** start of AVAILABLE DATA **
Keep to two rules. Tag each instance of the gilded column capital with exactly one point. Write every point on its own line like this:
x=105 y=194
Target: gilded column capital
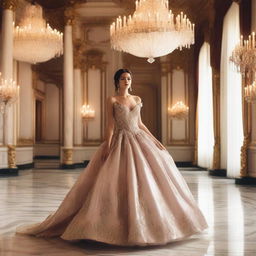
x=12 y=156
x=67 y=156
x=69 y=16
x=9 y=4
x=165 y=68
x=244 y=156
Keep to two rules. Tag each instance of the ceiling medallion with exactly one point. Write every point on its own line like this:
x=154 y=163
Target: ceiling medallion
x=152 y=31
x=34 y=39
** end of AVAILABLE DATA **
### AIM OF THE EXERCISE
Find the line containing "Keep to two rules. Tag each instance of the ceiling", then output it and every line after it to the end of the data, exactly.

### SOLUTION FOR THIS EXERCISE
Keep to two rules. Tag each instance of the ceiling medallion with exactly one point. Write every point on its own line like this:
x=154 y=163
Target: ceiling medallion
x=152 y=31
x=34 y=39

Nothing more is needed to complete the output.